+++ SOURCE DOCUMENT +++

I didn’t want to summit another peak for a long time after that. I burned myself out after just one day.
When push comes to shove, you might end up knocking yourself on the floor.
Consistency is an essential factor in building a great habit. Making a habit of working your creative muscles is the only way you’re going to achieve your creative goals. You can’t expect consistency, however, if you have to push yourself.
Therefore, to push is to fail.
You’ll know you’re pulled by your vision
Acting on your vision isn’t a yellow-brick road. There are hardships, even in the most light-hearted and fun ventures. You might even love what you do but still find yourself pushing to make it work.
I love photography. It’s my favorite medium of expressing myself artistically. I know my style, and I embrace it. Photography pulled me in further when I started traveling with my friends. I practiced often and banked some high-quality shots.
Then, I figured I could make a living of it. I shot images of a few products and sent them to the companies and said, “Here’s what I can do for you. You should hire me.”
I got some responses, but something wasn’t right. I knew I was good enough to make money this way, but I couldn’t put my finger on the problem. Steve Jobs put the puzzle pieces together for me.
I realized I was pushing photography past my natural boundaries. There’s a difference between growing because you’re uncomfortable and pushing your agenda onto other people.
Not only that, but the push for photo work exhausted me.
When I started writing again, it felt weird too. I was stressed about it. I wrote about my feelings and how I feel useless when I’m unproductive. It took me a while, but I got into a groove. I started writing because I, dare I say, enjoyed it.
I found myself writing in my free time, bopping my head to the music, and catching myself smiling at all the fun I was having. The process of writing made me feel good inside.
The feeling pulled me. I felt like I was home. It felt natural.
That’s when I knew I had something. When I felt the pull, I felt like I was running downhill. It’s tough to stop a boulder in motion.
Put yourself in a position to be pulled to the sun
The earth wants to keep you down. This planet is full of negative people and problems we can’t seem to fix.
Think of the sun as your new center of gravity. It’s a powerful force that, if you get too close, will pull you toward it. Why shoot for the moon when you can aim for the sun?
Make your goal lofty, because why not?
Here’s how you do it:
- Mental preparedness: Read books, blogs, and LinkedIn posts about your passion. Who are the pioneers of your industry? You can learn so much for free, and it’ll have a positive effect on your mindset.
- Physical preparedness: Stay physically active to keep your mind and body stimulated. If you look good, you play good.
- Prevent yourself from being overwhelmed: Set timers for your work. Work on weekends, but cut yourself off. You don’t burn yourself out and quit on your vision.
- Separate work and pleasure: I thought I’d be making $8K per month right now selling digital products. I undershot my estimate quite a bit, but it’s okay. Instead, I’m focusing on improving my livelihood through a day-job first. That takes the pressure off my writing so I can enjoy the process.
Vision is what separated Steve Jobs from his competitors. Others pushed to create the next great technology, but Jobs let himself be pulled by it.
You will know when your vision pulls you. It might be an unfamiliar feeling, but it’s distinct. It’s not always going to be a linear-pull either. Working toward your vision is a bumpy ride.
Your vision will flux and push and pull you at times. Your feelings will go through a spin cycle. You’ll doubt your abilities and give up from time to time.
But when you give up, yet always return the vision, that’s pull. When you write five articles one month but write 15 the next, that’s pull. Time and patience remain the foundation your vision is built upon.
Your success comes down to a feeling. Your life force is consistent with your environment. Putting yourself in an optimal position matters, but the willingness to be pulled off your feet is vital.

+++ SOURCE DATA +++

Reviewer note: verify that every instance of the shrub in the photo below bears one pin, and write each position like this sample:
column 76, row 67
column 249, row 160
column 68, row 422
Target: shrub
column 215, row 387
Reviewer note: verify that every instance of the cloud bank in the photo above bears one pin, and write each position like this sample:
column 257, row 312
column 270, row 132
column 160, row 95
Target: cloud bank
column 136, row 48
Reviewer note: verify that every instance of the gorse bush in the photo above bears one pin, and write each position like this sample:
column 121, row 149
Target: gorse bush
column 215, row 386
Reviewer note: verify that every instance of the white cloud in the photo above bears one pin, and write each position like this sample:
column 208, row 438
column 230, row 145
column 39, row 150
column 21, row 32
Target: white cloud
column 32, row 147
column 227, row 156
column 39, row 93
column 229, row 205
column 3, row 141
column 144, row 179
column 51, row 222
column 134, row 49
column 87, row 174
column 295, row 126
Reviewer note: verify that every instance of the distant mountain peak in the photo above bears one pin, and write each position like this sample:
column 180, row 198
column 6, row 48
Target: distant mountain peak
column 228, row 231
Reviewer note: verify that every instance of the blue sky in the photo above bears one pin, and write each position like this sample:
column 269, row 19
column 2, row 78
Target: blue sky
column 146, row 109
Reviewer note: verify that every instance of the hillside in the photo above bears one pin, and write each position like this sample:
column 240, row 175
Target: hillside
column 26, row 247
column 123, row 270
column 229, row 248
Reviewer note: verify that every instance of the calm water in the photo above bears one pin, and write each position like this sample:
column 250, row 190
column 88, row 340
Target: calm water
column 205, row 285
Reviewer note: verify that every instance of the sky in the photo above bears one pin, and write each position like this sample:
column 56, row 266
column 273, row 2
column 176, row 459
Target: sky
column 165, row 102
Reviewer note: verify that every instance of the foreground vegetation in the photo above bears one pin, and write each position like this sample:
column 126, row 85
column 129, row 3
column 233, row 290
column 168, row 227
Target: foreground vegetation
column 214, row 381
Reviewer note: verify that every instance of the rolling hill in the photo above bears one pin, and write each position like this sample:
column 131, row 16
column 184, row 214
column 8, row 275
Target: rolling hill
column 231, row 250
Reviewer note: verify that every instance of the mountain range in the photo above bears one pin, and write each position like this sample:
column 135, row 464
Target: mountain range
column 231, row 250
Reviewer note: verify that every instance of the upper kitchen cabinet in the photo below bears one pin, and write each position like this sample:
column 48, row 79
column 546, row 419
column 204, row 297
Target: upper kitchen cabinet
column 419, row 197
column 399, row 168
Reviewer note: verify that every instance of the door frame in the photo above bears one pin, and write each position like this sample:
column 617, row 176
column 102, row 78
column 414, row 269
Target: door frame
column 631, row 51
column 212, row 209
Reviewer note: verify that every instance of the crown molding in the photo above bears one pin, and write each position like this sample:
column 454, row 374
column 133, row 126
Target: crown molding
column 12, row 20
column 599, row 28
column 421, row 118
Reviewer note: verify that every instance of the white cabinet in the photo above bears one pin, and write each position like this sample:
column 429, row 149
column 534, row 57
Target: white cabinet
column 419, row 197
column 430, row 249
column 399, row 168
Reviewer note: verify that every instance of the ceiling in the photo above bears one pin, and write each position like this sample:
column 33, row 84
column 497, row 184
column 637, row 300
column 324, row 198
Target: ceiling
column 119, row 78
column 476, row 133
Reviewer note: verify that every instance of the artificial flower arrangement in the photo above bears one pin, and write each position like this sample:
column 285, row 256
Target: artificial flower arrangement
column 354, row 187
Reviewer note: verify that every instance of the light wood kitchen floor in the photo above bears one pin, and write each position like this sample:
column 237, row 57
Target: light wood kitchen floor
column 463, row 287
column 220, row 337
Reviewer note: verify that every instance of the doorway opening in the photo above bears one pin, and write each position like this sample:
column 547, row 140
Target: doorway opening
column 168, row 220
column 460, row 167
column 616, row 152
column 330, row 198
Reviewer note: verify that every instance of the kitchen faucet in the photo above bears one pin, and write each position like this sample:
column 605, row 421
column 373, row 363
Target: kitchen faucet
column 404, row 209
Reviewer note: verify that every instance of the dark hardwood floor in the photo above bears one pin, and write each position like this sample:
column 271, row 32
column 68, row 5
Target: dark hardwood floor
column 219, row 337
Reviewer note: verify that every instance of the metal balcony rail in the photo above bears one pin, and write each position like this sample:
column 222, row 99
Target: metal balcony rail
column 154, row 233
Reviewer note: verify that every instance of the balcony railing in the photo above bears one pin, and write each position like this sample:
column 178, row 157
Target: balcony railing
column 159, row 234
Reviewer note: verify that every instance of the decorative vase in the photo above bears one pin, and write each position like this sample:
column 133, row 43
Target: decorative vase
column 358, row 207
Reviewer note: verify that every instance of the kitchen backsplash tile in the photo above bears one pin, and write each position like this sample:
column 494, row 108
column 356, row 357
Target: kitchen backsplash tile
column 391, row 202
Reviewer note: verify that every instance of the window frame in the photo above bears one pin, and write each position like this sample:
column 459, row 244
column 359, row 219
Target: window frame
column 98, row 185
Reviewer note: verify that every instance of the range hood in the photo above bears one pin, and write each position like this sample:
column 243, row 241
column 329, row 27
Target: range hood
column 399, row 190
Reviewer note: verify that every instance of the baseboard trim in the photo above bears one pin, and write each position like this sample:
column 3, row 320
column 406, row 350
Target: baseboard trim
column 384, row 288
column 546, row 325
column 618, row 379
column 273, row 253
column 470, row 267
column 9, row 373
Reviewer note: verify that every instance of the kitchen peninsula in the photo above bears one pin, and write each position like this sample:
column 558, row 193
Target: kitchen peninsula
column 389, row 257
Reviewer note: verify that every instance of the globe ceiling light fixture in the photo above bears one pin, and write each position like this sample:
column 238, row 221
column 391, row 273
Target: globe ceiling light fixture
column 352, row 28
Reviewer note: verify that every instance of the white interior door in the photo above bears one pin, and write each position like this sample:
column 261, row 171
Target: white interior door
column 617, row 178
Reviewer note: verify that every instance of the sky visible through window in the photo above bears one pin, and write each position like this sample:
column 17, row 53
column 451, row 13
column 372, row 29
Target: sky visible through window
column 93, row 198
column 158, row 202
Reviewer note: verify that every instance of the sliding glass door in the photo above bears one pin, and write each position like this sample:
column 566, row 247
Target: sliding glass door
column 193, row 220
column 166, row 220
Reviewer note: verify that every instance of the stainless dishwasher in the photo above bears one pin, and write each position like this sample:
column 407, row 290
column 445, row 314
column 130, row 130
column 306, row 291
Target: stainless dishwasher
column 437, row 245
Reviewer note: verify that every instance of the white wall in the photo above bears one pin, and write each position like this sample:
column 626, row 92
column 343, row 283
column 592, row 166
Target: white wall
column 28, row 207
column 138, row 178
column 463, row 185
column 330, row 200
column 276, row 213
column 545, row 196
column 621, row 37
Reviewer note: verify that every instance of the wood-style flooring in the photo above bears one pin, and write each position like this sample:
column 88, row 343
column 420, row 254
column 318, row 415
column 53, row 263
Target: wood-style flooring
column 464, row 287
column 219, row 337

+++

> **EXERCISE INSTRUCTIONS**
According to the essay, how much did the writer expect to be earning each month by now from selling digital products? This data has no connection to the essay.

> **ANSWER TO THIS PROBLEM**
$8K per month.